## Excerpt to read
The Deer Story
The Deer Story

The Deer Story

There were portents before it happened. Nothing just happens. As for how I know they’re omens? I’ve said before by way of explanation, that here on the farm it is very quiet all the time and not much happens. This is how it would have been long ago for everyone. Because there are so few distractions seemingly random occurrences start to form patterns easily. They make sense, just like language or music. And just like language and music, it’s hard to provide a tight theory as to why a sentence or chord progression works. We just know in our bodies when it does and when it doesn’t.
We’re three weeks into what’s known by Anishinnabe in these parts as the Wolf moon (January). And for good reason. This time of year the wolves are the big players in the bush. Because of the deep snow they take more Deer this time of any time of year then any other. And just to pause here, there was a time when they would take people too, thinning out our weak and old like they do for the Deer.

The first portent came on the eve of that full moon. The homestead was surrounded, for the first time this winter, by packs of wolves singing to one another through the silent starry night. The next thing in the pattern came a week or so later. I went out for a walk and was very caught up inside myself, talking about this and that, blah blah blah. Like most people I was not in reality, talking and thinking about things outside ‘the now’. I was walking an open stretch on the frozen marsh and then it was like someone called me. I looked up and it was a pine tree. I smiled and bowed down to that old one for the wakeup call. Then right out of the top of the tree a Bald Eagle flew. First one I’d seen this winter. The next came a few days later. I was working alone into the afternoon at the Dragonfly house. I had the generator and power tools running on and off all day. The sun had set and I only had a little light left. There is know artificial light in that house. I usually work very compulsively when I’m at something. And yet with all that and the fading light, with no good reason I felt I should leave the house and walk over to a little wild orchard beside it. Even though I did it I was complaining to myself about “all the time this was taking” as I walked into the orchard. When I got there I shut up and started waking up into reality and looking at the apple trees, which was why I assumed I was there, then suddenly I realized I was surrounded by about eight deer. The whole local winter herd, all within twenty feet of me. They didn’t move but were not frozen in fright. We looked at each other calmly for awhile and they told me how they loved the orchard. The shelter, the apples and branch tips. I said I was honoured to help. You should know Deer around these parts, where people hunt and poach, don’t act like that. They run at the first sight of you, yet those deer let me walk over to them. So, I felt something was up, and it was like they were thanking me by letting me hang out with them.

Stored data:
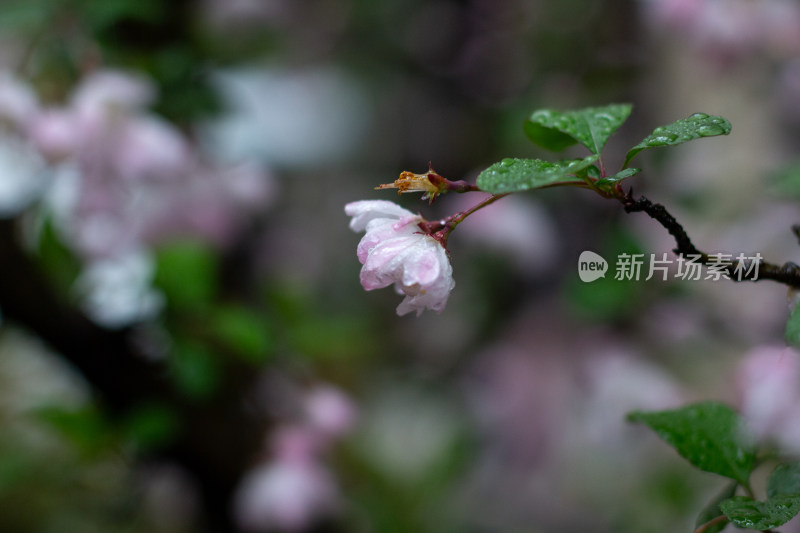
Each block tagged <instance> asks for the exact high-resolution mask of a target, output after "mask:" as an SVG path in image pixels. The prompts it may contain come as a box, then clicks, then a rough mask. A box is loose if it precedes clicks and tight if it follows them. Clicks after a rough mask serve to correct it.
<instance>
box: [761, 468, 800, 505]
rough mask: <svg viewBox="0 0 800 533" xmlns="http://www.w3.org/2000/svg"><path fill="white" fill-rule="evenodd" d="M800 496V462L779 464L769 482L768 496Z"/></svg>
mask: <svg viewBox="0 0 800 533" xmlns="http://www.w3.org/2000/svg"><path fill="white" fill-rule="evenodd" d="M789 495H800V461H792V462H790V463H783V464H779V465H778V466H776V467H775V470H773V471H772V474H770V476H769V481H767V496H768V497H769V498H774V497H777V496H789Z"/></svg>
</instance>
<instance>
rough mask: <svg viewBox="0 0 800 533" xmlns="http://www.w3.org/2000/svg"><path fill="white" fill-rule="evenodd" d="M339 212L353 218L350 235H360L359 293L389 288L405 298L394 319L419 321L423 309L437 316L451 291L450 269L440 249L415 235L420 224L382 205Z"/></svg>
mask: <svg viewBox="0 0 800 533" xmlns="http://www.w3.org/2000/svg"><path fill="white" fill-rule="evenodd" d="M344 210H345V213H346V214H347V215H348V216H350V217H353V218H352V220H351V221H350V229H352V230H353V231H366V234H365V235H364V237H363V238H362V239H361V242H359V243H358V250H357V253H358V260H359V261H360V262H361V264H362V265H364V266H363V267H362V268H361V285H362V286H363V287H364V289H365V290H368V291H371V290H374V289H382V288H384V287H388V286H389V285H392V284H394V288H395V291H396V292H397V293H398V294H403V295H405V298H404V299H403V301H402V302H401V303H400V305H398V306H397V314H398V315H400V316H402V315H405V314H406V313H410V312H411V311H416V312H417V316H419V315H420V314H422V311H424V310H425V309H426V308H427V309H432V310H434V311H436V312H437V313H439V312H441V311H442V310H443V309H444V307H445V305H447V298H448V296H449V295H450V291H452V290H453V287H455V281H453V267H452V266H451V265H450V259H449V258H448V257H447V251H446V250H445V249H444V246H442V244H441V243H440V242H439V241H437V240H436V239H434V238H433V237H431V236H430V235H427V234H425V233H422V231H421V230H420V228H419V226H418V224H419V223H420V222H423V218H422V217H421V216H419V215H415V214H413V213H411V212H410V211H407V210H405V209H403V208H402V207H400V206H399V205H397V204H395V203H393V202H389V201H387V200H363V201H360V202H351V203H349V204H347V205H346V206H345V208H344Z"/></svg>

## Assignment
Pick up the deer story after its last sentence and keep writing it. None of the items are needed here.

## Your response
Then a few days later, after the sun rose I came out early in the morning just after sunrise. The day was clear, clear, sparkling white and blue out. So beautiful, so peaceful and so silent. It had snowed about one foot for the first time this year, even though it’s mid February now. When the dogs and I stepped out I didn’t feel like digging out the snowshoes. Which we haven’t needed to walk in the bush this winter because there was only about a foot or two on the ground. I didn’t want to futz around, I wanted to go. Something was driving me to walk. So we walked to the cleared road for the easy way. I never go for ‘walks’ with the dogs on the road these days because Lou our youngest, is not very obedient. Although there are only a few cars that pass here each day they move fast. Not safe. But this morning I was driven to the road and driven to turn North. The dogs set out ahead of me and not a 100 meters from the driveway they bounded off the road into the deep snow. Lou the smaller of the two moved exactly like a cat or weasel does in the deep snow, gracefully loping. The sun was shining and I was really enjoying watching Lou disappear under the snow and then bound up and out, over and over. “Like she was sowing the air and earth together” I thought. Then I noticed May, the elder dog who was twenty yards ahead. She was really onto something and so I watched her to see if it was a dear or a squirrel, the two most likely possibilities. Then I started in toward them, off the road myself. The snow was well past my knee high boots up to my thigh. It was light powder and so it was still fairly easy to move through. As I got closer I could see how excited May was and I instantly knew something big was going on, not just a squirrel. I got a few steps closer, moving across a stretch of frozen swamp toward a little raised island of trees. And then I could see her.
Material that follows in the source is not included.